[Items from a dataset]
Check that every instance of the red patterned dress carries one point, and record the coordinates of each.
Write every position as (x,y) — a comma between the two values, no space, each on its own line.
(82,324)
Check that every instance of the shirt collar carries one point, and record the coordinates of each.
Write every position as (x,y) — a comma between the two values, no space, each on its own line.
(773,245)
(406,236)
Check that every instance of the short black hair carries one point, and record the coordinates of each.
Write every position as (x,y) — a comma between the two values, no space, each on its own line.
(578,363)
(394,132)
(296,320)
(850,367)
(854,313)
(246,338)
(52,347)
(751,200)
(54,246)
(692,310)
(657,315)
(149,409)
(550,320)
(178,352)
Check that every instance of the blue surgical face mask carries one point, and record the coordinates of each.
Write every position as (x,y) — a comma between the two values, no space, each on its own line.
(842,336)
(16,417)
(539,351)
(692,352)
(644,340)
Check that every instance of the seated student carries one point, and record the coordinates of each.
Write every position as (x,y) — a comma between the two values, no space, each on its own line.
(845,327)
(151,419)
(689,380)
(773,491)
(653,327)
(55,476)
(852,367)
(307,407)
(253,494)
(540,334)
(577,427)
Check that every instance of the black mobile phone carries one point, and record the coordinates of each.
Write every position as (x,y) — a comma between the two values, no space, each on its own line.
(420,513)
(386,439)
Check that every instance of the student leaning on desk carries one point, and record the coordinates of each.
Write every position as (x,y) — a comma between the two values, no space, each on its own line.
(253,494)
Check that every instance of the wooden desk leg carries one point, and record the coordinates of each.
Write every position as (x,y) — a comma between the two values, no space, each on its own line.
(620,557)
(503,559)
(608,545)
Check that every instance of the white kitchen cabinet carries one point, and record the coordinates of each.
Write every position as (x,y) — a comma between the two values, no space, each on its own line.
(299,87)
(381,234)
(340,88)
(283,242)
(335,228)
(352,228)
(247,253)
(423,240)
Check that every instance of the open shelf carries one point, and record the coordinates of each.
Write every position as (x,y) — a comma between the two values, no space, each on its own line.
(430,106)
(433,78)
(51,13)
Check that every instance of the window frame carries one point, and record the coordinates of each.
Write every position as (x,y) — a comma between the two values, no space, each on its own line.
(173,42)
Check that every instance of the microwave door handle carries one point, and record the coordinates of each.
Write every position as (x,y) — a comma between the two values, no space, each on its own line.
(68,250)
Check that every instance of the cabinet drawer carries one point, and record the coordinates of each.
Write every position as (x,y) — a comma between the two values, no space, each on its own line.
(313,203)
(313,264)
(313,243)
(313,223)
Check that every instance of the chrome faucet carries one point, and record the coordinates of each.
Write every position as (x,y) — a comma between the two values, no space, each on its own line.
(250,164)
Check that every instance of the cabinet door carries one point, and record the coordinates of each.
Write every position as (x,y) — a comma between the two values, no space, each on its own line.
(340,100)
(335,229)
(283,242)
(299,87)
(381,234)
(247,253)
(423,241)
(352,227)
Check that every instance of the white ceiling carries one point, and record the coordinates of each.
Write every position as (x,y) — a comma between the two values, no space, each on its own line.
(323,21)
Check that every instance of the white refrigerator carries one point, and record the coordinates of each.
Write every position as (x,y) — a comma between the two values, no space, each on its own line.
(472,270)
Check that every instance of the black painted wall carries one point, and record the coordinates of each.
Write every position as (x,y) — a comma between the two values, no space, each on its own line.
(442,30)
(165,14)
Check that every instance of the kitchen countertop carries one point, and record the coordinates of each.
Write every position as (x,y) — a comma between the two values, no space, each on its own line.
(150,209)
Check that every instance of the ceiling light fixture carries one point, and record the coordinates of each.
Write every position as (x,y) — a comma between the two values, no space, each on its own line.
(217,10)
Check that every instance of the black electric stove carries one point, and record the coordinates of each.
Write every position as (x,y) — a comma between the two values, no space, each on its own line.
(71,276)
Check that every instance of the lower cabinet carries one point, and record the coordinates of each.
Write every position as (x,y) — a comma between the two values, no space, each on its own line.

> _What this task involves_: The answer must be an exact copy of every record above.

> _Completed task_:
Check that every instance of the red patterned dress carries one point, and record the coordinates of each.
Write every position as (x,y) — a comma between the two values, no space, each on its own line.
(82,324)
Check that every instance of the shirt collar carries one point, and record the coordinates of each.
Write every position as (x,y) — a comma between the two values, no space, each on its own line.
(773,245)
(406,236)
Check that every instance of the short black hair carries one point, and record the coordinates of each.
Write every position as (x,y) — a comma between the two values, no space, each on its own line.
(578,363)
(394,132)
(296,320)
(850,367)
(854,313)
(246,338)
(52,347)
(751,200)
(54,246)
(692,310)
(657,315)
(149,409)
(550,320)
(178,352)
Check that every instance of the blue surgical face mask carries one point, and record the coordinates of each.
Write every position as (x,y) — a comma between the two values, no space, each on its own line.
(842,336)
(16,417)
(539,351)
(692,352)
(644,340)
Check that every instance of the seated student carries one point, and record the coordinates of each.
Write every position as (x,y) — a comma between the two values, no space, each on its own line.
(845,327)
(151,419)
(689,380)
(773,491)
(653,327)
(55,476)
(852,367)
(307,407)
(253,494)
(540,334)
(577,427)
Check that every instance of the black mobile phone carries one point, and record the coordinates of each.
Write every position as (x,y) — a comma between the two values, no space, each on its own line.
(420,513)
(386,439)
Check that every instance of the student leaning on desk carries one point, and record the coordinates of each.
Write every position as (x,y) — a comma between the two values, no space, each on its own line.
(253,494)
Check that every instance of the wooden desk leg carries one point, and record the coordinates of each.
Write every position as (x,y) — a comma between the two values, no space, each on its own line.
(620,557)
(503,559)
(608,545)
Check that every instance of the white kitchen cabinet carries one point, and record the coordinates of each.
Write every position as (x,y) — a comma between the two values, no space, each on its own line.
(299,87)
(381,234)
(340,88)
(283,242)
(335,228)
(352,228)
(247,253)
(423,240)
Check that every instance of the open shelf carries one point, and record the coordinates of each.
Write every position as (x,y) — a comma between the two values, no space, each on its own line.
(430,106)
(433,78)
(51,13)
Check that every instance of the window frame carries one point, and record the coordinates of each.
Write every position as (x,y) — a comma between the two values, no space, each on its own line.
(173,42)
Check that every instance of the microwave door handle carries one point, and record the coordinates of each.
Write every position as (x,y) — a comma between the two values, no space, each on its own line.
(68,250)
Check that every instance of the cabinet drawer carries one point, and record the coordinates of each.
Write every position as (x,y) — a comma between the two values, no space, each on its own line.
(313,203)
(313,264)
(313,243)
(313,223)
Check that every instance of the chrome faucet carries one point, and record the coordinates of each.
Write every position as (x,y) — a comma between the two values, no space, each on its own line.
(250,164)
Check that every instance of the cabinet door carries one point, and record the coordinates of each.
Write every position as (x,y) — a comma between the two values, no space, each on its own line.
(340,100)
(335,229)
(283,242)
(299,87)
(381,234)
(247,253)
(423,241)
(352,227)
Check that every instance of the white ceiling carries one point, and record the coordinates of each.
Write every position as (x,y) — a comma between the two values, no space, each on its own line.
(323,21)
Check that every instance of the white refrigerator carries one point, and record the coordinates of each.
Write every position as (x,y) — a comma between the two values, no space, each on its own line.
(472,270)
Check that every instance of the black painted wall carries one point, and record the coordinates of each.
Write every position as (x,y) — a comma between the two values, no space, each on its own line.
(442,30)
(165,14)
Check that every instance of the kitchen countertop carries one point, and record the coordinates of each.
Write every position as (x,y) — a comma between the two values, no space, each on its own line.
(150,209)
Check that every instance of the ceiling light fixture carries one point, and record the coordinates of each.
Write every position as (x,y) — a comma between the two values, no space, each on its own line.
(217,10)
Check that every instance of the black electric stove carries one point, and record the coordinates of each.
Write every position as (x,y) — a comma between the two values, no space, each on its own line.
(71,276)
Check that every instance of the lower cabinet carries one point, and record the coordinates of each.
Write every position as (x,y) — a comma between the two values, no space, each on its own line.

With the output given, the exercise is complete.